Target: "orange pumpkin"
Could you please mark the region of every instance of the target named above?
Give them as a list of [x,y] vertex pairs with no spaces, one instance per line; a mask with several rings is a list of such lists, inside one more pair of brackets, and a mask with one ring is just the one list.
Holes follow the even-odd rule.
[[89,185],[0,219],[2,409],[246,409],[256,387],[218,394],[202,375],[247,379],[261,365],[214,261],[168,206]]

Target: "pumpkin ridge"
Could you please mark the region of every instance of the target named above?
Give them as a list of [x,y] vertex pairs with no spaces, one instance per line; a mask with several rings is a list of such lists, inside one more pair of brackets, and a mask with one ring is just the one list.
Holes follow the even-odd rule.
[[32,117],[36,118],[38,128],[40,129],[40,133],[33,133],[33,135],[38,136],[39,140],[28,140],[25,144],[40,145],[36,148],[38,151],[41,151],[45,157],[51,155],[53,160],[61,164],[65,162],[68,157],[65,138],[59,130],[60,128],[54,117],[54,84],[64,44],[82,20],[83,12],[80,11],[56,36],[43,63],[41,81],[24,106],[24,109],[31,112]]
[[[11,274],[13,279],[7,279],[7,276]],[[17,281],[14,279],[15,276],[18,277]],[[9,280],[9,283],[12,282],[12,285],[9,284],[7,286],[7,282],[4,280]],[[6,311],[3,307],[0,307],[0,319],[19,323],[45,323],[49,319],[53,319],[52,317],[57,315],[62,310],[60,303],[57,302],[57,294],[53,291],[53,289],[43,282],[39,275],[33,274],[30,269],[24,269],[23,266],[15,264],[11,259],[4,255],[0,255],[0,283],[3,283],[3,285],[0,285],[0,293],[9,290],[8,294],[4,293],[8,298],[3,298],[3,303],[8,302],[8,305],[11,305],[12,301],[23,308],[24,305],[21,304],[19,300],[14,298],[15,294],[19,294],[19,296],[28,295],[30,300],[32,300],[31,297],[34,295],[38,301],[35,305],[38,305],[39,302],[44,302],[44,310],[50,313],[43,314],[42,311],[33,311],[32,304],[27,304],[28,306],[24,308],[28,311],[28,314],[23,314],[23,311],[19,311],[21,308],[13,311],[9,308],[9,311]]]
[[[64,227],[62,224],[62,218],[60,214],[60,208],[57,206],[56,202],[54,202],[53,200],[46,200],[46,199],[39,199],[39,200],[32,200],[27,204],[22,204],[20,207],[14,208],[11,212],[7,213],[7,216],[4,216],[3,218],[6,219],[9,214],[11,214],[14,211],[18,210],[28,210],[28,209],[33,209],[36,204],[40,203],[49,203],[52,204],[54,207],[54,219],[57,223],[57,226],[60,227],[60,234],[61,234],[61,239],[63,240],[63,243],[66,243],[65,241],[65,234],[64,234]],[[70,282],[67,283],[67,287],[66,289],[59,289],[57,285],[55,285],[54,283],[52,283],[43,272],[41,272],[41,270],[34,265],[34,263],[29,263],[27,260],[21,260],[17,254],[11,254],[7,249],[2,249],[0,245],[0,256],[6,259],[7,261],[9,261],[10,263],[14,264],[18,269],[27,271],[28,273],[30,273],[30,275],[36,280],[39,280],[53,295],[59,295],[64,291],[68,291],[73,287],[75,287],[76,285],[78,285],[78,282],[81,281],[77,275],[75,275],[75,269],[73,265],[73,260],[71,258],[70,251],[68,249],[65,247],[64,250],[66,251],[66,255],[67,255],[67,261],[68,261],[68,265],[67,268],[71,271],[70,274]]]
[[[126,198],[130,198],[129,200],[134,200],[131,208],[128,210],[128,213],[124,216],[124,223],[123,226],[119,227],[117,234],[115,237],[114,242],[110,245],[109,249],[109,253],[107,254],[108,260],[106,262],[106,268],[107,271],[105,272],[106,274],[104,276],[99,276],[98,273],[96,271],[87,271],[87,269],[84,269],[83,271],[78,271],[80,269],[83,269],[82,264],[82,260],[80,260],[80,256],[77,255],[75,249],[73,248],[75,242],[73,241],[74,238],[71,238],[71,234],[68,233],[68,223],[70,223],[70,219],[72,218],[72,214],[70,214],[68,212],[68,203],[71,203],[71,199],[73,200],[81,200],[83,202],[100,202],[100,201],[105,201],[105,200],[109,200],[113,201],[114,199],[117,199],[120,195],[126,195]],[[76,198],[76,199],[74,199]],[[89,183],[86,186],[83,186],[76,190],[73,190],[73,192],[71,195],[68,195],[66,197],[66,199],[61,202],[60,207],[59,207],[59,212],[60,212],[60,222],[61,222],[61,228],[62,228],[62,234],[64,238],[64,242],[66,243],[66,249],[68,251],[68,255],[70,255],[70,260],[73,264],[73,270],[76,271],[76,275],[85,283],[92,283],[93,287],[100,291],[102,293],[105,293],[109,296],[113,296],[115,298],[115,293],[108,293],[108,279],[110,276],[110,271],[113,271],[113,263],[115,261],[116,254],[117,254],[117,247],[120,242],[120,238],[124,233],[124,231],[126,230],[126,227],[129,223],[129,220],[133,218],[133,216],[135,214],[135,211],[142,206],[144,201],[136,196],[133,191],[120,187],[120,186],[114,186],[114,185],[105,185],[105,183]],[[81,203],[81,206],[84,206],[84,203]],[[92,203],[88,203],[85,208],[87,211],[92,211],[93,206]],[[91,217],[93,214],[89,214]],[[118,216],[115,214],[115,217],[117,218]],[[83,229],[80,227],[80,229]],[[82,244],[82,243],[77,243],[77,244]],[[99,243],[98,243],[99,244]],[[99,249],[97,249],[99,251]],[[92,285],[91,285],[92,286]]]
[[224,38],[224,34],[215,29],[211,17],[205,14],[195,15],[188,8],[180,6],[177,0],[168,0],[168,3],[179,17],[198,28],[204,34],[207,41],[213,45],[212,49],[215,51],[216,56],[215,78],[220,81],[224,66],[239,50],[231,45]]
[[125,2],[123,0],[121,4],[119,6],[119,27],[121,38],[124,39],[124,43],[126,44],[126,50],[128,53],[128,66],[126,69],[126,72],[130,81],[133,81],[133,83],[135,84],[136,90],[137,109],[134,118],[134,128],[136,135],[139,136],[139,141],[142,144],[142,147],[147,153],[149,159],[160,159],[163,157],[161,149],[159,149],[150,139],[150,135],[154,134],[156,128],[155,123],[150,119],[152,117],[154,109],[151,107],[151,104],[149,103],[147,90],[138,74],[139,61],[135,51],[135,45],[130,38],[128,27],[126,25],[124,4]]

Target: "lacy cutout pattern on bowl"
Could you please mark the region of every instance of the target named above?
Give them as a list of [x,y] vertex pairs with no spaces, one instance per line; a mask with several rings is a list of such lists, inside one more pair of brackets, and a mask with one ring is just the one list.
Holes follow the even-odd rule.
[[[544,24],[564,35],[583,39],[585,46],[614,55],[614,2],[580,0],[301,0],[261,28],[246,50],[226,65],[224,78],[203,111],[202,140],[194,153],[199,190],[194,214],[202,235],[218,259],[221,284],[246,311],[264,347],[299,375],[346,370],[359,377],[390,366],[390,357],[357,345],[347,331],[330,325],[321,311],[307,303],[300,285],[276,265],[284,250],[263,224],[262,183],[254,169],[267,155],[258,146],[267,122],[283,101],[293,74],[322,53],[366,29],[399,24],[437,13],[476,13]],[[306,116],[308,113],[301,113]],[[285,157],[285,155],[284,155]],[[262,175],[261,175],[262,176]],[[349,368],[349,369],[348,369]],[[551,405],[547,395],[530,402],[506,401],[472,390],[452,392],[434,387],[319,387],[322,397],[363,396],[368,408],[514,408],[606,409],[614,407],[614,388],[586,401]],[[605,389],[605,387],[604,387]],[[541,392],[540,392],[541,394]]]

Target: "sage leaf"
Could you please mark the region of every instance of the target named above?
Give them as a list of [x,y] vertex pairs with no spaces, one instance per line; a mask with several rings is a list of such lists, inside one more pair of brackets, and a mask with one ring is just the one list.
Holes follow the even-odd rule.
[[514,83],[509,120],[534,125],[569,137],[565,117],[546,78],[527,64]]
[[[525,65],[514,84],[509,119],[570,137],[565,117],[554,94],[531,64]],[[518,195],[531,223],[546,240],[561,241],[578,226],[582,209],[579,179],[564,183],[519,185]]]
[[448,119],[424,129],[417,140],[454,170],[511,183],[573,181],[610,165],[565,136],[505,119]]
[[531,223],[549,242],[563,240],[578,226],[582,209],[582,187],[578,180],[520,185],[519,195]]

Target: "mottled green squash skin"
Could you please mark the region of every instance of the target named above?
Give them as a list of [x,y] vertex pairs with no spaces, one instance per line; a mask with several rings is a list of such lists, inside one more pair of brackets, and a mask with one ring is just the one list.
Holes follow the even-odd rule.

= = = = =

Return every line above that contains the string "pumpkin", treating uppercase and lowercase letters as different.

Target: "orange pumpkin"
Target: "pumpkin ridge"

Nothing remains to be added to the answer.